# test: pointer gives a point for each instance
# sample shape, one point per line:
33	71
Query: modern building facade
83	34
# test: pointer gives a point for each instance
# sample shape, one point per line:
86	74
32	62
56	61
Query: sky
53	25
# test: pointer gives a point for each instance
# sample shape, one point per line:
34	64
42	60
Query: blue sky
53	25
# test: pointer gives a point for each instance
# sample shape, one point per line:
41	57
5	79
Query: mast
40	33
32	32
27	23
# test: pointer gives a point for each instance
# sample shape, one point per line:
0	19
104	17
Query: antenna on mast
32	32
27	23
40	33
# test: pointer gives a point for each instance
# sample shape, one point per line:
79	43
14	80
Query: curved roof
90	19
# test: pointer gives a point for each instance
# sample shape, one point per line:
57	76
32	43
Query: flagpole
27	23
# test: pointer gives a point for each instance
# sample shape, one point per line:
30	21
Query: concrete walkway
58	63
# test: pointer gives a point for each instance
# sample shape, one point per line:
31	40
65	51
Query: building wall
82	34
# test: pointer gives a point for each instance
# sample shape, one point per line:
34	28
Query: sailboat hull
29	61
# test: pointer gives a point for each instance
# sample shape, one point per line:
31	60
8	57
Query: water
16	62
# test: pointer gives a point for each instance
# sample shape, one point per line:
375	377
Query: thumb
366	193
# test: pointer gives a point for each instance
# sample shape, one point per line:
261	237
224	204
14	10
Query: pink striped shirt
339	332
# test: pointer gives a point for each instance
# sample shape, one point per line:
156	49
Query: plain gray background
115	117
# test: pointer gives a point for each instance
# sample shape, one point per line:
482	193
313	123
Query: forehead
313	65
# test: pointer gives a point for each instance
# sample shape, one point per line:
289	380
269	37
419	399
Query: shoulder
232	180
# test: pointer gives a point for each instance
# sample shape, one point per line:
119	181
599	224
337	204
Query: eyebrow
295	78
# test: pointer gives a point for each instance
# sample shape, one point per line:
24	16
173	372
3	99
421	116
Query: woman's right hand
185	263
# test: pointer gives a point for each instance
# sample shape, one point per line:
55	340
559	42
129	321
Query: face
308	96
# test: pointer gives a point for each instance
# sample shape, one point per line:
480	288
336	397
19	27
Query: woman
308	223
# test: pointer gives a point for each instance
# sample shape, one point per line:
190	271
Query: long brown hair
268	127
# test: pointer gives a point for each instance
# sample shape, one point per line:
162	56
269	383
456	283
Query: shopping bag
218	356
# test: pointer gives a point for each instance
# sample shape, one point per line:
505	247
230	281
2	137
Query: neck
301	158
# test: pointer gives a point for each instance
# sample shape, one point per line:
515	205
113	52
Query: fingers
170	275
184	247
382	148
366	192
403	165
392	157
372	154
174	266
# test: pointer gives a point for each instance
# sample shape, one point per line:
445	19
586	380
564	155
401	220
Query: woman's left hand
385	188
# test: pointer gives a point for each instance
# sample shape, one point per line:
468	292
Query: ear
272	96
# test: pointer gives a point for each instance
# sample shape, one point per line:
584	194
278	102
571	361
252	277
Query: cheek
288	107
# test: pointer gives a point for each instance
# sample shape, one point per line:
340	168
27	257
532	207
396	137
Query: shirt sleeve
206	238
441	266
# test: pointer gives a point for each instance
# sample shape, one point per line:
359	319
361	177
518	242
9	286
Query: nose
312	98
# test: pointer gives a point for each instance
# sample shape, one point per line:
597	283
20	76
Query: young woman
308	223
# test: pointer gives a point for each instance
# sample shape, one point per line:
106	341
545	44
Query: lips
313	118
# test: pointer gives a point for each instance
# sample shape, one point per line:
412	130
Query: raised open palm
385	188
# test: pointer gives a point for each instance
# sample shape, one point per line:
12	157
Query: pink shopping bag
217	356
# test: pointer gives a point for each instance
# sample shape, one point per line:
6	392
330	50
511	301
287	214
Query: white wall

■ What to do
Output each line of the data exactly as it stands above.

■ Your solution
# test: pointer gives a point for each instance
# sample shape, one point per line:
33	71
Query: modern building facade
83	34
# test: pointer gives a point for each instance
# sample shape, one point per line:
86	74
32	62
56	61
Query: sky
53	25
# test: pointer gives a point for each instance
# sample shape, one point per line:
34	64
42	60
Query: blue sky
53	25
# test: pointer gives a point for each instance
# sample shape, one point per line:
41	57
5	79
Query: mast
40	33
32	32
27	23
# test: pointer gives a point for each instance
# sample shape, one point per line:
0	19
104	17
Query: antenna on mast
32	32
27	23
40	33
# test: pointer gives a point for each instance
# sample shape, one point per line:
79	43
14	80
Query: curved roof
90	19
# test: pointer gives a point for each instance
# sample shape, one point per line:
57	76
32	43
Query: flagpole
27	23
# test: pointer gives a point for each instance
# sample shape, one point per line:
30	21
Query: concrete walkway
58	63
# test: pointer gives a point for each instance
# sample shape, one point per line:
31	40
65	51
Query: building wall
82	34
# test: pointer gives a point for each instance
# sample shape, one point per line:
34	28
Query: sailboat hull
29	61
# test: pointer gives a point for each instance
# sample shape, one point per line:
31	60
8	57
Query: water
16	62
# test: pointer gives a point for each instance
# sample shape, one point per line:
375	377
Query: thumb
366	193
# test: pointer gives a point for each instance
# sample shape, one point per line:
261	237
224	204
14	10
Query: pink striped shirt
339	332
# test: pointer gives a point for each instance
# sample shape, one point per line:
156	49
Query: plain gray background
115	117
# test: pointer gives a point for each instance
# sample shape, one point per line:
482	193
313	123
Query: forehead
313	65
# test: pointer gives a point for each instance
# sample shape, one point per line:
289	380
269	37
419	399
Query: shoulder
232	180
# test: pointer gives a point for each instance
# sample shape, one point per line:
119	181
599	224
337	204
Query: eyebrow
295	78
# test: pointer gives a point for each instance
# sample shape, one point per line:
24	16
173	372
3	99
421	116
Query: woman's right hand
185	263
# test: pointer gives a point for each instance
# sample shape, one point per line:
55	340
559	42
129	321
Query: face
308	96
# test: pointer gives a point for each instance
# sample shape, one point per line:
480	288
336	397
19	27
Query: woman
308	223
# test: pointer gives a point for each instance
# sample shape, one point per line:
190	271
Query: long brown hair
268	127
# test: pointer gives a point for each instance
# sample shape, one point per line:
162	56
269	383
456	283
Query: shopping bag
218	356
# test: pointer gives a point for each instance
# sample shape, one point per line:
505	247
230	281
2	137
Query: neck
301	158
# test: pointer gives a point for each instance
# sample shape, one point per line:
515	205
113	52
Query: fingers
170	275
184	247
382	148
366	192
403	165
392	157
372	154
174	266
# test: pointer gives a point for each instance
# sample shape, one point per line:
445	19
586	380
564	155
401	220
Query: woman's left hand
385	188
# test: pointer gives a point for each instance
# sample shape, one point per line:
468	292
Query: ear
272	96
# test: pointer gives a point for each instance
# sample shape, one point per line:
584	194
278	102
571	361
252	277
Query: cheek
288	107
# test: pointer gives a point for each instance
# sample shape, one point per line:
340	168
27	257
532	207
396	137
Query: shirt sleeve
206	238
441	266
# test: pointer gives a point for each instance
# sample shape, one point per line:
359	319
361	177
518	242
9	286
Query: nose
312	98
# test: pointer gives a point for each instance
# sample shape, one point per line:
597	283
20	76
Query: young woman
308	223
# test: pointer gives a point for each instance
# sample shape, one point per line:
106	341
545	44
Query: lips
313	118
# test: pointer gives a point for each instance
# sample shape, one point per line:
412	130
Query: raised open palm
385	188
# test: pointer gives a point for each instance
# sample shape, one point per line:
12	157
Query: pink shopping bag
217	356
# test: pointer gives a point for each instance
# sample shape, one point per line:
6	392
330	50
511	301
287	214
Query: white wall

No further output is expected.